== Passage extrait ==
:::
Cyrille BRET : quels sont les enjeux régionaux de la Russie en Asie centrale, dans le Caucase et en Europe orientale? Va-t-on vers une baisse des tensions ou vers une exacerbation de la concurrence entre grandes puissances?

David TEURTRIE : à l’instar de l’exemple biélorusse, la concurrence directe ou indirecte entre la Russie et les puissances occidentales se poursuit en Europe orientale et dans le Caucase. Ainsi, alors que l’UE décidait d’octroyer 100 millions d’euros de ligne de crédit à la Moldavie pour faire face à la crise, Moscou renchérissait en offrant 200 millions d’euros. Cette aide russe, demandée par Igor Dodon, le président moldave « pro-russe », a été bloquée par le conseil constitutionnel moldave contrôlé par l’opposition pro-occidentale. Cet épisode illustre à la fois la poursuite des logiques de concurrence géopolitique, mais aussi le caractère clivant de la relation à Moscou dans la région. Plus inattendu, compte tenu du partenariat stratégique entre les deux pays, la presse russe se fait l’écho d’une concurrence accrue entre Pékin et Moscou en Asie centrale. C’est ainsi que le renforcement récent de la base aérienne russe au Kirghizstan a pu être présenté par comme une réponse à l’activisme chinois dans la région. Dans le même temps, les corridors eurasiatiques dits des « nouvelles routes de la soie » sont un des rares projets qui renforcent les liens entre l’Union européenne, l’Union eurasiatique et la Chine. Le transit de marchandises par voie ferroviaire Chine-Kazakhstan-Russie-Biélorussie-UE a même poursuivi sa forte croissance pendant la crise du coronavirus, permettant de transporter rapidement du matériel médical et se substituant en partie à certaines liaisons routières ou maritimes désorganisées par les mesures de confinement. Le caractère quasiment incontournable de la Russie dans le fonctionnement de ces liaisons Chine-Europe est de facto un nouvel atout géopolitique dans les relations de celle-ci avec ses voisins occidentaux.
:::
== Segment de données ==
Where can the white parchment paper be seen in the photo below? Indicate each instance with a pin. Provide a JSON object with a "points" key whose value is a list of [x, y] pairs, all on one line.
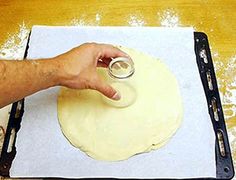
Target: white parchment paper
{"points": [[43, 151]]}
:::
Comment l'entretien sur les enjeux régionaux de la Russie pourrait-il se poursuivre ? Rédigez-en la suite à partir de sa dernière phrase.

« La concurrence directe ou indirecte entre la Russie et les puissances occidentales se poursuit en Europe orientale et dans le Caucase »

David TEURTRIE

Cyrille BRET : qu’en est-il de la situation dans l’espace pontique ? La mer Noire est-elle devenue un « lac russe »? L’activisme de la Turquie en Méditerranée orientale se ressent-il en Mer Noire?

David TEURTRIE : en mer Noire, les logiques de concurrence voire d’affrontement se poursuivent sur fond de conflit ukrainien. La situation géopolitique de la mer Noire est marquée par l’opposition entre la Russie et les pays de l’OTAN et par la multiplication des conflits séparatistes sur son pourtour. On compte désormais cinq républiques séparatistes soutenues par la Russie dans la région pontique : Transnistrie en Moldavie, républiques populaires de Donetsk et Lougansk en Ukraine, Abkhazie et Ossétie du Sud en Géorgie, ces dernières étant les seules à avoir été reconnues par Moscou en tant qu’Etats indépendants.

L’expression de « lac russe » peut s’appliquer à la mer d’Azov, surtout depuis la construction du pont de Crimée. Elle n’est pas appropriée dans le cas de la mer Noire dans la mesure où Moscou y fait face à trois membres de l’OTAN (Roumanie, Bulgarie et Turquie) ainsi qu’à deux pays avec lesquels elle est en conflit (Ukraine et Géorgie) tandis que les Etats-Unis y ont augmenté leur empreinte militaire, y compris ces derniers mois. Néanmoins, le contrôle de la Crimée donne indubitablement à Moscou un avantage majeur d’autant que la flotte de la mer Noire basée à Sébastopol continue de bénéficier d’investissements importants. De fait, Moscou renforce le potentiel militaire de la Crimée face aux installations américaines dans les Balkans et vise non seulement « la suprématie navale en mer Noire » selon l’expression d’Igor Delanoë mais s’appuie également sur la flotte de la mer Noire pour projeter ses forces en Méditerranée et au Moyen-Orient.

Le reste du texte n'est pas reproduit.